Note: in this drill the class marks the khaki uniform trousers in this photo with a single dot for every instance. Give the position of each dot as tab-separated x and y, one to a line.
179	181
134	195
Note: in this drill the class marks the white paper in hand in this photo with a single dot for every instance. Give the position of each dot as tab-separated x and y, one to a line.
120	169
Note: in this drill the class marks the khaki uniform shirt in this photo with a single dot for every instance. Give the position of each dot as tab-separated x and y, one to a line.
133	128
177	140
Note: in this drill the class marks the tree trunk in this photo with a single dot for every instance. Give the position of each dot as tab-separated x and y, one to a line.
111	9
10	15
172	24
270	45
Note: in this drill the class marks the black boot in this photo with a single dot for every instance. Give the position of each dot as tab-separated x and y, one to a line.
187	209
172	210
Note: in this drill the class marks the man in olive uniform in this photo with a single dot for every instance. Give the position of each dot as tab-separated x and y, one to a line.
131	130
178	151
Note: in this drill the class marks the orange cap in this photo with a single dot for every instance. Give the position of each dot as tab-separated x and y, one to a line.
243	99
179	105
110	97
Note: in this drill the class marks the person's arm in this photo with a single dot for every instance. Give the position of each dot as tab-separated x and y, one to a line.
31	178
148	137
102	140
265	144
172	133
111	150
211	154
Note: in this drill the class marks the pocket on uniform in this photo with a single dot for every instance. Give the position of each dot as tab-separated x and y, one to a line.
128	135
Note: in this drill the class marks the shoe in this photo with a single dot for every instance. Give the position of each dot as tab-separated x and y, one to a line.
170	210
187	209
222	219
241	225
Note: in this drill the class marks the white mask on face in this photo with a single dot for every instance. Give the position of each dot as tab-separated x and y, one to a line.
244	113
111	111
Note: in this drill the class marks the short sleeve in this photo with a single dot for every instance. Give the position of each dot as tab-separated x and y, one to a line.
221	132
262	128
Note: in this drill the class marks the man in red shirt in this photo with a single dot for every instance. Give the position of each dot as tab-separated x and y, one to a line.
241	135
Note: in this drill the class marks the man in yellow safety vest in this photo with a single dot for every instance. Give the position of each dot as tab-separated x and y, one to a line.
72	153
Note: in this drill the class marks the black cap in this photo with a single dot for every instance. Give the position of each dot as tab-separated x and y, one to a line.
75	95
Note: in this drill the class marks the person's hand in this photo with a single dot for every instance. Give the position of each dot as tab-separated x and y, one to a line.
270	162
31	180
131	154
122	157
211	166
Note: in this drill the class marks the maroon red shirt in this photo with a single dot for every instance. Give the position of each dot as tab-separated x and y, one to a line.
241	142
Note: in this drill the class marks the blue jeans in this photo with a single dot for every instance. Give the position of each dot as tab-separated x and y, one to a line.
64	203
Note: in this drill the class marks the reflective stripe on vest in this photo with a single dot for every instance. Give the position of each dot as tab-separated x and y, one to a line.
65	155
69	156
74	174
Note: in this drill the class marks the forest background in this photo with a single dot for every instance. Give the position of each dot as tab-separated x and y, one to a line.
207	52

★ ★ ★ ★ ★ ★ ★

[STATED TASK] Quote every entry exactly.

[CORRECT RESULT]
Note: in this drill the class marks the khaki uniform trousers in this photo with a single dot for every instance. Give the position of each dot as tab-separated x and y, one to a line.
179	181
134	195
Note: in this drill the class marks the white paper in hand in this photo with a single dot for every instance. Give the position of each dot as tab-separated x and y, one to a line.
120	169
Note: in this drill the class marks the khaki uniform shirt in this photo with a single dot for every instance. Give the position of each dot as tab-separated x and y, one to a line.
133	128
177	140
Note: in this drill the class marks the tree trunk in this photo with a single dot for every instance. Give the position of each dot as tab-separated x and y, one to a line.
111	9
10	15
172	24
270	45
Note: in this drill the class marks the black boot in this photo with a single dot for every instance. Give the position of each dot as tab-separated x and y, one to a line.
187	209
172	210
Note: in this drill the class marks the man in olive uniform in this photo with a single dot for every instance. Give the position of each dot as tab-separated x and y, one to a line.
131	130
178	151
Note: in this drill the class marks the orange cap in this photo with a single dot for every instance. Give the position of each dot as tab-separated x and y, one to a line.
243	99
179	105
110	97
Note: in this drill the class marks the person's arm in this photo with a single dot for every instance. Give the position of each dot as tab-separated x and y, one to a line.
31	178
148	137
102	140
265	144
172	133
111	150
211	154
Note: in this drill the class marks the pocket on uniform in this photo with a single dot for every instance. Give the position of each dot as tab-separated x and y, one to a line.
128	135
Note: in this drill the class marks the shoe in this photo with a single dot for every instance. Give the position of each dot as tab-separated x and y, one to a line.
170	210
187	209
222	219
241	225
Note: in this drill the class marks the white mask on face in this photo with a single dot for every instance. Give the position of each dot as tab-separated x and y, one to a line.
244	113
111	111
Note: in this drill the class marks the short sleeve in this photo with a single dot for every instance. Give the position of each dot as tab-separated x and y, one to a line.
221	132
262	128
Note: in this drill the class marks the man in red shirt in this photo with a single dot for every instance. Give the position of each dot as tab-separated x and y, one to a line.
241	135
Note: in this drill the class marks the man in yellow safety vest in this photo with a single dot for every instance. Give the position of each dot as tab-separated x and y, one to a line.
72	153
Note: in this drill the class marks the black cap in this photo with a single dot for every instance. Give the position of each dot as tab-separated x and y, one to a line.
75	95
Note: in this drill the class marks the person's hand in this photo with a single dot for every instance. Give the position of each dot as tab-separated x and y, one to a line.
270	162
31	180
131	154
122	157
211	166
Note: in this drill the class marks the maroon red shirt in this photo with a single dot for every instance. Give the position of each dot as tab-separated x and y, one to a line.
241	142
Note: in this drill the class marks the blue jeans in this photo with a single dot for every instance. Give the position of each dot as tab-separated x and y, one to a line.
64	203
Note: in this drill the class marks the reflective stripe on vest in this photo with a single dot for every instance. Give the position of each dot as tab-separated x and y, one to a line.
65	155
69	156
74	174
Note: in this drill the class marks the forest background in this photo with a single dot for every instance. Give the position of each dot as tab-separated x and y, one to a line.
207	52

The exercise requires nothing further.